• _WHAT TO DO_: In the listing that follows, determine how many lines include the word "shirt". Respond with that number alone.

• _DATA FOR THIS TASK_:

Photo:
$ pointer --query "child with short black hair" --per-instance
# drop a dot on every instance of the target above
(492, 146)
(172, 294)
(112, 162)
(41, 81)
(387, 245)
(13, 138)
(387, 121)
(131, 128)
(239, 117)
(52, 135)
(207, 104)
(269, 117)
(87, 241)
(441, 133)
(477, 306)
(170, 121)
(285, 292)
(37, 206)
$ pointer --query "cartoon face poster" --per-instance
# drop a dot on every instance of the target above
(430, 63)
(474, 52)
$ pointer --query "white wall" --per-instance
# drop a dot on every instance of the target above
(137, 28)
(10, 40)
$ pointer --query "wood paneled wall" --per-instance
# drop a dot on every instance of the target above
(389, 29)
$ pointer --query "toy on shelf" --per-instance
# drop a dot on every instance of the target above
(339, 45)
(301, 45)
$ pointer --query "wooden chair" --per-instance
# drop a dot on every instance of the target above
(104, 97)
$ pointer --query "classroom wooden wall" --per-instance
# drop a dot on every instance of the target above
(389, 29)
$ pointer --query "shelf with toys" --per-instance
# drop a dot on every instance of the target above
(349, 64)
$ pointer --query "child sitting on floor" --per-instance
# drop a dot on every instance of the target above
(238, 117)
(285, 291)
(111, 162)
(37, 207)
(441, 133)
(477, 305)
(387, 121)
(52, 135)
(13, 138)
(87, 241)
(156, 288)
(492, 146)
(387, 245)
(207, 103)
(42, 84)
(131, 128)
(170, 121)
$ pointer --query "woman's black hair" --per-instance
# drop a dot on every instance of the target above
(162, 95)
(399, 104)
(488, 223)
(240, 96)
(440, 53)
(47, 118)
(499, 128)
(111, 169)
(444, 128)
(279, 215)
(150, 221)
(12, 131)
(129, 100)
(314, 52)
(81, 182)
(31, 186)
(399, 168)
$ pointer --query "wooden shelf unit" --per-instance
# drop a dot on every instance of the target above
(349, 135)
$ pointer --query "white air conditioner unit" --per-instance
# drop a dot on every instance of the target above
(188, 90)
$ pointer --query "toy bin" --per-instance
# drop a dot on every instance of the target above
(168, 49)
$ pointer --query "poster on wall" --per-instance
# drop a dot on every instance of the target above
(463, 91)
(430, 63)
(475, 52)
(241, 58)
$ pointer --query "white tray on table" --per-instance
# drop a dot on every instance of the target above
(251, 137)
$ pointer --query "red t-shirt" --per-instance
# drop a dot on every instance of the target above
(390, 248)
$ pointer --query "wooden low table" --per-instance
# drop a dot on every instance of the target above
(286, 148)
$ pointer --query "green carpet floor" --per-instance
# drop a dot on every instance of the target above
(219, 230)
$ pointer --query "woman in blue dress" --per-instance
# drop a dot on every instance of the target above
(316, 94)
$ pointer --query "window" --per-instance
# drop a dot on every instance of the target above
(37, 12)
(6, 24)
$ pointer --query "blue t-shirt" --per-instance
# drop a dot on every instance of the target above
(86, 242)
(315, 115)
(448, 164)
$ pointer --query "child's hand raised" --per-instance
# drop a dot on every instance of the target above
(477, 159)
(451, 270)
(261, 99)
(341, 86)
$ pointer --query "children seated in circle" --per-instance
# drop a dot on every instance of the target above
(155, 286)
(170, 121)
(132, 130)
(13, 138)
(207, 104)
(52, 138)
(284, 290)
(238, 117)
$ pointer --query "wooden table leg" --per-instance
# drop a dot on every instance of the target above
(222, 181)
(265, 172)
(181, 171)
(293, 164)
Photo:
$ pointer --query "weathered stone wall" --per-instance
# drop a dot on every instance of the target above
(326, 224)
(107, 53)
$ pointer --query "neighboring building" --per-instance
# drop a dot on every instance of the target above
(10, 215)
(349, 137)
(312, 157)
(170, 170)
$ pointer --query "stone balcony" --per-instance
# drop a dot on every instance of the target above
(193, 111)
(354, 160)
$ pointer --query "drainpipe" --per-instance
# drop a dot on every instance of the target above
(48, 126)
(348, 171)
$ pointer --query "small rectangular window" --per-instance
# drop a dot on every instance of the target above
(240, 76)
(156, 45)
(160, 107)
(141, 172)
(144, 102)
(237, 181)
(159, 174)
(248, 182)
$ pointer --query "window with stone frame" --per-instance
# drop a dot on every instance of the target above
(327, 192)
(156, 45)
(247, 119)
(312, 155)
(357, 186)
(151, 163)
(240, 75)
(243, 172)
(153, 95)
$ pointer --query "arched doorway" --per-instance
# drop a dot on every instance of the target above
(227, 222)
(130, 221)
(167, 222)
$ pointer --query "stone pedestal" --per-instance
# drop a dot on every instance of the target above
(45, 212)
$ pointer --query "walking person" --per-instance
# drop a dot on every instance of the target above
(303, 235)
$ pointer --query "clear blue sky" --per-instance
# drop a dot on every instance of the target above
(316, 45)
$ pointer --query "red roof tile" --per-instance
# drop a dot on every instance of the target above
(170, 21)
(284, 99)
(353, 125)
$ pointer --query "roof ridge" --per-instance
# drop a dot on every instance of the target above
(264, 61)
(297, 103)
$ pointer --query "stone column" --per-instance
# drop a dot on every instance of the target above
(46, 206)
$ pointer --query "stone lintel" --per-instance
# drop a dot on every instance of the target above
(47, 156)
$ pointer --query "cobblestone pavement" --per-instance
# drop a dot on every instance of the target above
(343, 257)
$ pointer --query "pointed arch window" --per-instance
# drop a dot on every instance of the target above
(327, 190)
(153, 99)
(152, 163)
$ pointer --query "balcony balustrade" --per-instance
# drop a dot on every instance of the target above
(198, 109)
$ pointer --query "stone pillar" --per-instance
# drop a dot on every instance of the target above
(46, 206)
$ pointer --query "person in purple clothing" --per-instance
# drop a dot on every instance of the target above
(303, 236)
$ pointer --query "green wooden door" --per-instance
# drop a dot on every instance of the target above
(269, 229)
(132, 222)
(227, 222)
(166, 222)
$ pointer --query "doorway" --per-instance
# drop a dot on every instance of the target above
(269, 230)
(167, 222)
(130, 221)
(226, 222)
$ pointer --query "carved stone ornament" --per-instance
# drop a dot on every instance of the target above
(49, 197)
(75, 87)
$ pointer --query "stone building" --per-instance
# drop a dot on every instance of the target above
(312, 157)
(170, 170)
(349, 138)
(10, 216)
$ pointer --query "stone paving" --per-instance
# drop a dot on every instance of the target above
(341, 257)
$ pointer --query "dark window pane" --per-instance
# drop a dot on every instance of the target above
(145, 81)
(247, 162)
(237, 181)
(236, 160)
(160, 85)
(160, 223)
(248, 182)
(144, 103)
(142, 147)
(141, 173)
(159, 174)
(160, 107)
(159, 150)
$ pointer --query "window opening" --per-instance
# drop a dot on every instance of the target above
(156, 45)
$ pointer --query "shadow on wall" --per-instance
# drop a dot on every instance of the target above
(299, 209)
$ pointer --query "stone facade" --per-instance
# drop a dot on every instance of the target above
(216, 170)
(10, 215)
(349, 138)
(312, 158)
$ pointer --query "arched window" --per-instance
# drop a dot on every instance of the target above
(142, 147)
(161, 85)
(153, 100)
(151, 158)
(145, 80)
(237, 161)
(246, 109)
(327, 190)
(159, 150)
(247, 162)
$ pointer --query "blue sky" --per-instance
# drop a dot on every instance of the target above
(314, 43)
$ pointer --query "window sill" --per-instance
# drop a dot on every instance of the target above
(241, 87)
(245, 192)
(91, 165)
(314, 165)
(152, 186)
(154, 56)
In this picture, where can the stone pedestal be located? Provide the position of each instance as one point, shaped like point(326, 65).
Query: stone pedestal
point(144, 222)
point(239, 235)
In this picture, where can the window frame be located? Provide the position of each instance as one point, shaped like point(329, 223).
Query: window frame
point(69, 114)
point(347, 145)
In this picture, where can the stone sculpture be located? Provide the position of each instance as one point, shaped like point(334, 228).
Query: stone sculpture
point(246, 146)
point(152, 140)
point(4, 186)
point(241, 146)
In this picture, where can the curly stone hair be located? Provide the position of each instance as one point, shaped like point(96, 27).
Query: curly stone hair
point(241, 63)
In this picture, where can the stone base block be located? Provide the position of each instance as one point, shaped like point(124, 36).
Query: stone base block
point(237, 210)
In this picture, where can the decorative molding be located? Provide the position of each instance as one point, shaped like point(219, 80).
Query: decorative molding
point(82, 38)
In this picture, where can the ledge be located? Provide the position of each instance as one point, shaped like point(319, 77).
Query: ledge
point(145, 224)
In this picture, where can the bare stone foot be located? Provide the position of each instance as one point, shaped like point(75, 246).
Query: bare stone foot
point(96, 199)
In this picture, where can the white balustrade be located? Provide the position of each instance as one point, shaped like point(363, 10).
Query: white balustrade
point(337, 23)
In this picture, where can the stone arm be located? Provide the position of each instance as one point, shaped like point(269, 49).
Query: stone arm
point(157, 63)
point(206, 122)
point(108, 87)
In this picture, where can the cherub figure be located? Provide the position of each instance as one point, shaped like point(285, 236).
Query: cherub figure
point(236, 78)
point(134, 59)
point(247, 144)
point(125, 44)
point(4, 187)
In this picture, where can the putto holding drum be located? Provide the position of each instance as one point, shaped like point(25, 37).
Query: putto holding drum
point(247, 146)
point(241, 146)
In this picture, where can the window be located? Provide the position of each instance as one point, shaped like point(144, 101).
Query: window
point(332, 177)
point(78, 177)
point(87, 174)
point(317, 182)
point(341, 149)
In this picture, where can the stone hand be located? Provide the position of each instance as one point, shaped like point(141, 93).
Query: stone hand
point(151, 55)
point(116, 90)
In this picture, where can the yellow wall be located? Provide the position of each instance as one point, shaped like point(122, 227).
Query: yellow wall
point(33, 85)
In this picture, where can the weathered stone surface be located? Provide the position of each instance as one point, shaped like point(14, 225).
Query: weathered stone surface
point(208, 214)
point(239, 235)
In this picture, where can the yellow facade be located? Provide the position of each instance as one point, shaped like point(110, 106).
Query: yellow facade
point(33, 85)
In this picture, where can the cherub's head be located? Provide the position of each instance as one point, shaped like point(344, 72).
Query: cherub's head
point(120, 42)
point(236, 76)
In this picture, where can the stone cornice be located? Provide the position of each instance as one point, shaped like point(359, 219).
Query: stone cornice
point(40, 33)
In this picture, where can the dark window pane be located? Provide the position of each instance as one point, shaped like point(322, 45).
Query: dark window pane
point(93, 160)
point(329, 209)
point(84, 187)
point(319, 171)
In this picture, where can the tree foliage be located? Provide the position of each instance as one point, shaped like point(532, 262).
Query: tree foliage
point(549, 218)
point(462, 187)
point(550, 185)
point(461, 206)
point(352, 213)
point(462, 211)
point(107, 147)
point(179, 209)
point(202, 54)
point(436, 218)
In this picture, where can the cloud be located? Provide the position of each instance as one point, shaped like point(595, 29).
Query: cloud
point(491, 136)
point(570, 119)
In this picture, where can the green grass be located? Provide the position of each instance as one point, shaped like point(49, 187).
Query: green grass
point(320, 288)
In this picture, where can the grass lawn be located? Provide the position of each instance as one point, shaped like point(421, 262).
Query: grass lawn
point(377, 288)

• _ANSWER TO THE EXERCISE_: 2